• _Problem requirements_
Below is a block of records: output all of them exactly and leave out the pictures.

• _Provided material_
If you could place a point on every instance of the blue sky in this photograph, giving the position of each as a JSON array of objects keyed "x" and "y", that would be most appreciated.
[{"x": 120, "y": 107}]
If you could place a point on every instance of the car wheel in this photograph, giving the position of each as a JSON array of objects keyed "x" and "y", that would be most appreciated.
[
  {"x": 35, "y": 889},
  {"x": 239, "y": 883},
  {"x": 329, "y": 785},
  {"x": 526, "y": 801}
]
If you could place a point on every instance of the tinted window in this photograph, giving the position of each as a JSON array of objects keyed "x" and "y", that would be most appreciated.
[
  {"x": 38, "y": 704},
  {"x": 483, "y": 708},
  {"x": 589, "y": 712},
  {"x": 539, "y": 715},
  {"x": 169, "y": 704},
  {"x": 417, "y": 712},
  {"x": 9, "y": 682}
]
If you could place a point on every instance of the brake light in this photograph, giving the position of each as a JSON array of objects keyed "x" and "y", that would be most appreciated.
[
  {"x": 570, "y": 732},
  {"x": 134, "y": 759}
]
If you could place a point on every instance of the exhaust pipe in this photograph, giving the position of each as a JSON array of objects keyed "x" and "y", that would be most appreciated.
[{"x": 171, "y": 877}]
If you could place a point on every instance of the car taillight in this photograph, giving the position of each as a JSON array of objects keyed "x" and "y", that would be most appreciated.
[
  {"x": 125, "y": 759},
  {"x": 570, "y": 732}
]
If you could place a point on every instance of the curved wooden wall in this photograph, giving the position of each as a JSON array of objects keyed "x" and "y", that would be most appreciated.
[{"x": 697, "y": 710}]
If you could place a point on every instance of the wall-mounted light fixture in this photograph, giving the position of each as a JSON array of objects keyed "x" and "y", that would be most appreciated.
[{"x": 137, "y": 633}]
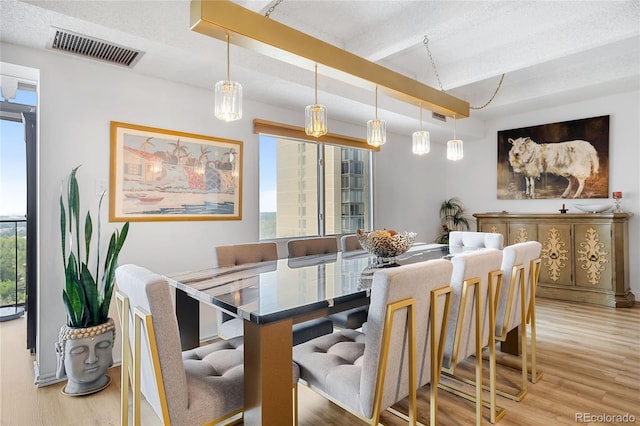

• _Result_
If you could place a point on every instance of the blue sky in this photograph, giving the position of each as a JSON array of objects keyed "x" and "y", that would be most appreciated.
[{"x": 120, "y": 107}]
If you could place a point on every instance of the car wheel in this photograph, giving the position of each as a JSON array of objects keyed "x" and "y", that would be most appreciated.
[
  {"x": 35, "y": 889},
  {"x": 239, "y": 883},
  {"x": 329, "y": 785},
  {"x": 526, "y": 801}
]
If you could place a point on every instance of the tinted window in this photograph, giving the position of each as a JSON array of objects keyed "x" and "y", that would be most appreciated.
[
  {"x": 38, "y": 704},
  {"x": 483, "y": 708},
  {"x": 589, "y": 712},
  {"x": 539, "y": 715},
  {"x": 169, "y": 704},
  {"x": 417, "y": 712},
  {"x": 9, "y": 682}
]
If you could place a point on every instance of the brake light in this photograph, giving the position of each as a JSON array of objects keyed "x" and "y", that would be most appreciated.
[
  {"x": 570, "y": 732},
  {"x": 134, "y": 759}
]
If you could place a point on every instance of the exhaust pipe in this photograph, giving the position of each as a JSON array of objects keyed "x" and "y", that would be most appreciated.
[{"x": 171, "y": 877}]
If you could place a point on every instance of the car taillight in this photograph, giving the position of each as a JSON array of objects keyed "x" and "y", that would be most appreciated.
[
  {"x": 125, "y": 759},
  {"x": 570, "y": 732}
]
If you could place a point on every instance of the curved wooden wall in this photograph, giving the position of each as a JSON array of objects keyed "x" and "y", that would be most appreciated.
[{"x": 697, "y": 710}]
If you could place a point on every instance of the wall-mounted light fixture in this photograph, giving the position of each as a JSON array of objects keyed "x" and "y", that would be most appreciated.
[{"x": 137, "y": 633}]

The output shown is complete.